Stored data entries
========================================================================
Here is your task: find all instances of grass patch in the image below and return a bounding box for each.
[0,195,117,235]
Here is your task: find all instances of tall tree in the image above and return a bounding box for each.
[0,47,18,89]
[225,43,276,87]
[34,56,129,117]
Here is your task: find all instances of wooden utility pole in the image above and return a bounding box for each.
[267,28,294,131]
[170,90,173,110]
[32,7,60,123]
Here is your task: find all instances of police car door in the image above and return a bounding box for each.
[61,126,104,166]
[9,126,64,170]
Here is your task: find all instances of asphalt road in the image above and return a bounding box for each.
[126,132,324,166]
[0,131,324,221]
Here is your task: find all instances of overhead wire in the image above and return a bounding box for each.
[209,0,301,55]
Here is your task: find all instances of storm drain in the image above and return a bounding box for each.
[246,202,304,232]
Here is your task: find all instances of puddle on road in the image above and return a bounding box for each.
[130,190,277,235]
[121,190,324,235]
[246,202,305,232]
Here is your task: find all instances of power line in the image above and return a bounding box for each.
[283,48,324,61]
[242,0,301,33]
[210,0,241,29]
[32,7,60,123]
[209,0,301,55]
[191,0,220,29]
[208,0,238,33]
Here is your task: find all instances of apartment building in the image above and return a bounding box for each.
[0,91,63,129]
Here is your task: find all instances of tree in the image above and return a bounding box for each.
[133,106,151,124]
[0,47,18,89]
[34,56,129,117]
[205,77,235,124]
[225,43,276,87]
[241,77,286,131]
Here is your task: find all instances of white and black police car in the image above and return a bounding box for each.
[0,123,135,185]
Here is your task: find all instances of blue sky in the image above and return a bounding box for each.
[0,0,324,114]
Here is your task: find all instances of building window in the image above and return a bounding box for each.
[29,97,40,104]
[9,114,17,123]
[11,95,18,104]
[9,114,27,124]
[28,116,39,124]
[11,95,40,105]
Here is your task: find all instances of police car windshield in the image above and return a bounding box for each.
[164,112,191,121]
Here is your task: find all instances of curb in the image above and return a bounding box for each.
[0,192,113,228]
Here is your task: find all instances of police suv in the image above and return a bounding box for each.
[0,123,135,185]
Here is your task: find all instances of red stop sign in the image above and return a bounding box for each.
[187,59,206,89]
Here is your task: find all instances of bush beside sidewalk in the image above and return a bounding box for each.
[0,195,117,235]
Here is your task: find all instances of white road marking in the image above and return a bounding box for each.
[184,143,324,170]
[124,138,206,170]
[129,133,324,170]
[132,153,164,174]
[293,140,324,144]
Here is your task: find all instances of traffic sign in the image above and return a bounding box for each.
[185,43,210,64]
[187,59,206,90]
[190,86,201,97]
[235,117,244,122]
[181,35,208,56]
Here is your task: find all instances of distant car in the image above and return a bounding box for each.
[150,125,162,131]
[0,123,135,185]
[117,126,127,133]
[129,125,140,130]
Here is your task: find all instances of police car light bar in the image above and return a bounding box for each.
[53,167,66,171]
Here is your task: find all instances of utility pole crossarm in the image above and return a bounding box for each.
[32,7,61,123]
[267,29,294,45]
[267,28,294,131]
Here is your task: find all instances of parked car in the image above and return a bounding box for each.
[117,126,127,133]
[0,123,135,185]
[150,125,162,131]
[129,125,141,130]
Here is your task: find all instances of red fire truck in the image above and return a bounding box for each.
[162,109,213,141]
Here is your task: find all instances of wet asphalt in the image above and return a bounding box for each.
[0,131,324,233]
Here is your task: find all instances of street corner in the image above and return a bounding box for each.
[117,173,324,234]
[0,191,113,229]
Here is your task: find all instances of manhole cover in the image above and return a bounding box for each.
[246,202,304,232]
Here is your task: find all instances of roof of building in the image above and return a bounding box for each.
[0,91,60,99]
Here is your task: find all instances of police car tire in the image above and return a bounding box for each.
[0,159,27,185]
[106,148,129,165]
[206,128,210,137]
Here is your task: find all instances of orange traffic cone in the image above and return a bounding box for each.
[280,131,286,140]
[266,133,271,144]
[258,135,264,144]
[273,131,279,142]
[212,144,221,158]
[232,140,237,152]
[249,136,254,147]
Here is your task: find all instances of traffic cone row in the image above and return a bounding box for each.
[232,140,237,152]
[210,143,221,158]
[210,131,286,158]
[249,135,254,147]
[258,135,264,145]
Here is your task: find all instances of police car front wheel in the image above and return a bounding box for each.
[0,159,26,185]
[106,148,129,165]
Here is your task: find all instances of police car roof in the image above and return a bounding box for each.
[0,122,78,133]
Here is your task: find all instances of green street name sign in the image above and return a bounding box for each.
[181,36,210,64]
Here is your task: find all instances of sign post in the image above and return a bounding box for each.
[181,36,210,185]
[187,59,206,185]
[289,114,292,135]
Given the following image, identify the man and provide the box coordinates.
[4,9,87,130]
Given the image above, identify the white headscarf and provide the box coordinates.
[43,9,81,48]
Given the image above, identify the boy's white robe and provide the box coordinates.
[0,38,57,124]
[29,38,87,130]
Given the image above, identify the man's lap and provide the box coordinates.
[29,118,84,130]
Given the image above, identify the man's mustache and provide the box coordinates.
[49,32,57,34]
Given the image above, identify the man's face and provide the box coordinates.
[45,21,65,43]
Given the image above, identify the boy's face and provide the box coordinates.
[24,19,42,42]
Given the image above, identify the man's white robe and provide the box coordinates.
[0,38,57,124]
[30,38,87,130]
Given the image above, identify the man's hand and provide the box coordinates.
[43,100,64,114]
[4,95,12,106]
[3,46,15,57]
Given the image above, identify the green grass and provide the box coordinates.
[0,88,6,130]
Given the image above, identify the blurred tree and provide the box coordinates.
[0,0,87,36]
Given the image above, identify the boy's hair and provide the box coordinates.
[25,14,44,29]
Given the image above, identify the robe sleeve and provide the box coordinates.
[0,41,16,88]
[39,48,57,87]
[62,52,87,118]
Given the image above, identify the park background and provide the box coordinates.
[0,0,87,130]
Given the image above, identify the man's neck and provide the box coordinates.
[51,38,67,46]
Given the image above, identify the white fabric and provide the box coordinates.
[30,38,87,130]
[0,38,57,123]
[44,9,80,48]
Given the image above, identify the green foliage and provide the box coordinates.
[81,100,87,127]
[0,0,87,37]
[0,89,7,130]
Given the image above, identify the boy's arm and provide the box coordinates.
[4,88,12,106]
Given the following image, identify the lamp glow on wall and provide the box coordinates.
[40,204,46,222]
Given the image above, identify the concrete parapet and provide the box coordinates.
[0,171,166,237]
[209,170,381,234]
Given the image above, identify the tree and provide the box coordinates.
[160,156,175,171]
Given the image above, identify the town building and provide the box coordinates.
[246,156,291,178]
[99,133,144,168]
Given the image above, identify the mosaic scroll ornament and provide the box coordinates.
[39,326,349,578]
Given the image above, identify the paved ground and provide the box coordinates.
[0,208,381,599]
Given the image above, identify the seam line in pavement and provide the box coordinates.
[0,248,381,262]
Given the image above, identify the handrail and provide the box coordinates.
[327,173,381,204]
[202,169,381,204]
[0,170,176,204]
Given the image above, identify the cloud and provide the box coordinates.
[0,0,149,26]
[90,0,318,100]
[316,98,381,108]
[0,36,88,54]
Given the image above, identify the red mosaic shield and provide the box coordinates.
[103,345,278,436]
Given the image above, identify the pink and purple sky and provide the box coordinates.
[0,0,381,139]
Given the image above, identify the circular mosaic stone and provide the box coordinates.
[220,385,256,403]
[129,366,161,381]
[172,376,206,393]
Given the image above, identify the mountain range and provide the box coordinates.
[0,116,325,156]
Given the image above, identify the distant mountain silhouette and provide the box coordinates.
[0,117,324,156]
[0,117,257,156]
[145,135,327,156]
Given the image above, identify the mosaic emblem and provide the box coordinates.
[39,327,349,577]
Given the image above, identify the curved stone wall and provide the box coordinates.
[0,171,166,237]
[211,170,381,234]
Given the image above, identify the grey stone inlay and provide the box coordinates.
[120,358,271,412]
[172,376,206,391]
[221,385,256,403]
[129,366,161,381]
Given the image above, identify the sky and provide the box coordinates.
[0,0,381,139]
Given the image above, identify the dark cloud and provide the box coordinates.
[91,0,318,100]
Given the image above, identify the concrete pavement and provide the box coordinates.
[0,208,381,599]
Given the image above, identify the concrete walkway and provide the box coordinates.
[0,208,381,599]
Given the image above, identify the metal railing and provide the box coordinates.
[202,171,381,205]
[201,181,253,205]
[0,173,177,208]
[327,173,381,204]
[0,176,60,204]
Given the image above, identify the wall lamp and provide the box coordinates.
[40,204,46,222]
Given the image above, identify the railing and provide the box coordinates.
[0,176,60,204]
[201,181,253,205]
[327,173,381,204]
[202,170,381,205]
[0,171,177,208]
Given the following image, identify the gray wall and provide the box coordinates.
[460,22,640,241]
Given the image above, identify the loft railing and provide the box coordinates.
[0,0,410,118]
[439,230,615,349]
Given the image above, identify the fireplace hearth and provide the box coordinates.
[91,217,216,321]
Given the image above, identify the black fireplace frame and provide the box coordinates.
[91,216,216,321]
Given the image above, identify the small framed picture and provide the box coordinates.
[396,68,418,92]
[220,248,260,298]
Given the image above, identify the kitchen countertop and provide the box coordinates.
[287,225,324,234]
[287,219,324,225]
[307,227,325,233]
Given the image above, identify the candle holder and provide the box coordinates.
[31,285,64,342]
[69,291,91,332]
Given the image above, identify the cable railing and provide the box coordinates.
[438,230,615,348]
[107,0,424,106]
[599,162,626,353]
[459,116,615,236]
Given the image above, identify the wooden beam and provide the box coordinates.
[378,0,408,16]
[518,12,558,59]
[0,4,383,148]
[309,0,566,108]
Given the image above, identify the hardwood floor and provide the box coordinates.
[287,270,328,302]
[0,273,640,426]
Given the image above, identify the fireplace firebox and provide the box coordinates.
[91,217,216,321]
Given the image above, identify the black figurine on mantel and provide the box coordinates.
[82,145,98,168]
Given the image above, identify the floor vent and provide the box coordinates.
========================================================================
> [Description of the task]: Copy out the lines of the listing starting at the one containing "Here is your task: find all instances of blue" and ending at the one containing "[0,0,324,114]", with both included. Reproduce them word for word.

> [Answer to this task]:
Here is your task: find all instances of blue sky in the image above and return a bounding box for each.
[0,0,324,114]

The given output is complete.